__GIVEN INSTRUCTION A__. Rescale the listing from the line containing "Note to the class: point to the skate boot" through the end of the listing, both ends included. Give those lines again, requests included, with every coordinate in the answers multiplied by 2.05 and rounded to a whole number, halves up.

— Begin SELECTION —

Many spoke of a worsening climate of overt racism, citing the recent spate of noose-hanging incidents well beyond Jena. House Judiciary Committee Chair John Conyers said, “Racial discrimination in the criminal justice system is not unique to any one place, but is found in cities and towns north and south throughout our nation.”
This is an excerpt of civil rights activist Reverend Al Sharpton’s testimony last Tuesday.
REV. AL SHARPTON: What I would beseech this committee to look into the fact that Jena is all over this country. It’s hangman nooses at Columbia University in New York. It’s even a hangman noose at the site of 9/11. It’s in North Carolina. It’s in California. All kinds of reports.
And what has been most troubling is the silence of the federal government in the face of this. Now, this is bipartisan. In the Republican administration of Dwight Eisenhower, Dwight Eisenhower sent the federal government into Little Rock. John Kennedy sent in the federal government, and the Justice Department was involved. So did Lyndon Johnson. What has happened in Jena and what has happened all over this country, we have not heard one federal response. It is almost like the national government is not in the country while we’re watching nooses on the news every night, while we’re watching hate crimes. And if we can’t appeal to the federal government, where can we go?
It has been rationalized by those in Jena, some, that these nooses was a prank. A prank to who? Grandchildren of people who saw their grandparents hang on nooses? If there is a prank, if there is a joke, the joke is, if we can represent to the world that we’re the land of the free and the home of the brave, but we can’t protect youngsters in Jena, Louisiana, and we can’t stop people from hanging nooses, and our federal government, after 50 years of bipartisan tradition of protecting people from states’ rights, has now decided it can no longer protect people from states that decide they can prosecute some 16-year-olds, if they’re black, as adults, but can’t process other 16-year-olds if they’re white, same age, but they qualify as juveniles.
Do we want harmony? Absolutely. Do we want the races to come together? Absolutely. But you cannot achieve racial justice by getting a premature racial quiet. There’s a difference between “peace” and “quiet,” Mr. Chairman. “Quiet” means shut up and allow a two-tier justice system to continue to exist. “Justice” means, we must have an even playing field. And the Justice Department, at the behest of this committee, needs to step into Jena and the Jenas of this country and establish that the federal government is still in charge, and the states did not win the Civil War.
AMY GOODMAN: That’s the Reverend Al Sharpton testifying before Congress. Donald Washington is the U.S. attorney for Louisiana’s Western District. He visited Jena last year, concluding the hanging of the nooses was not a hate crime. This is Congressmember Sheila Jackson Lee, Democrat of Texas, questioning Washington.

— End SELECTION —
— Begin ENTRIES —

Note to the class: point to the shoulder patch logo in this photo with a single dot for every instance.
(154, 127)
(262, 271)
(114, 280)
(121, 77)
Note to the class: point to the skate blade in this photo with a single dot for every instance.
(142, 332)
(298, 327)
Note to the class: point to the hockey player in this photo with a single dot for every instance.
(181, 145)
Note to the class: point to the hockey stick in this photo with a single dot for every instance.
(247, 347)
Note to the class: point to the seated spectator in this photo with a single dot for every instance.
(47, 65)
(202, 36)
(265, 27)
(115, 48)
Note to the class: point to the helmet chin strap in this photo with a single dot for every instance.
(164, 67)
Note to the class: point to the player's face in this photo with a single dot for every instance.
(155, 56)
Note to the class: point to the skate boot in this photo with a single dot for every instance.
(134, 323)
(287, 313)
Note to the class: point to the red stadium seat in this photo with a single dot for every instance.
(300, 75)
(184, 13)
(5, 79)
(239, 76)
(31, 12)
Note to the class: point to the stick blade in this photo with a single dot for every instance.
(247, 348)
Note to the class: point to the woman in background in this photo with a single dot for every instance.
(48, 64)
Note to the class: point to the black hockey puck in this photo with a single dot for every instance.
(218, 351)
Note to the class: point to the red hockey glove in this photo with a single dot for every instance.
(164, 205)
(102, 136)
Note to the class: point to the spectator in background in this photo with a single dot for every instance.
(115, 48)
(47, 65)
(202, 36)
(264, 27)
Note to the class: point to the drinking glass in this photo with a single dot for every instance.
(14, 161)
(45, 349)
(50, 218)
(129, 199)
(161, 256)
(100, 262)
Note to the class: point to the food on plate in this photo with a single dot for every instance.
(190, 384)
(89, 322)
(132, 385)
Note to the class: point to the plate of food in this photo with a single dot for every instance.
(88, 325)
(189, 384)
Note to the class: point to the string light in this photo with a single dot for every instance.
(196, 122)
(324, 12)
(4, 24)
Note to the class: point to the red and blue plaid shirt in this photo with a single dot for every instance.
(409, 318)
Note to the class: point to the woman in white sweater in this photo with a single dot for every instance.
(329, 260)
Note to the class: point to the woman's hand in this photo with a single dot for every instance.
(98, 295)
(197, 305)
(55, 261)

— End ENTRIES —

__GIVEN INSTRUCTION B__. In the Jena transcript, what position does Donald Washington hold?

__PROBLEM SOLUTION A__.
Note to the class: point to the skate boot in this photo with a single dot for every instance.
(275, 662)
(588, 642)
Note to the class: point to the red stadium seat in this photo with a single dot for every instance.
(615, 154)
(377, 27)
(10, 162)
(490, 156)
(64, 25)
Note to the class: point to the stick blade in this photo with a single dot for every instance.
(506, 713)
Note to the class: point to the woman in background in this photo with a single dot for every instance.
(98, 131)
Note to the class: point to the black hockey puck in this photo with a single dot for every instance.
(447, 720)
Note to the class: point to the red hockey glove in this photo with a single dot for every instance.
(336, 420)
(209, 279)
Note to the class: point to the spectator in background in this photo with a single dot for every instance.
(236, 98)
(96, 133)
(414, 74)
(541, 55)
Note to the class: point to the drinking glass in this photo with a single dot for every instance.
(29, 330)
(92, 715)
(103, 447)
(264, 408)
(330, 525)
(205, 537)
Note to the class: point to the food on plate in this photo with a single dot for every instance.
(390, 787)
(182, 660)
(271, 789)
Note to the class: point to the plate of food in this photo with a single dot for every instance.
(180, 666)
(387, 787)
Note to the class: point to the string light in this photo with a single dot for every instance.
(402, 250)
(664, 25)
(8, 49)
Note to the class: point to the red and blue plaid shirt in this photo with a single dot for every instance.
(838, 652)
Note to the class: point to the woman in white sweater in this photo with a single dot for every instance.
(674, 533)
Note to the class: point to the woman's hand in this photo with a single dot for every instance.
(201, 605)
(404, 625)
(113, 535)

__PROBLEM SOLUTION B__. He is the U.S. attorney for Louisiana's Western District.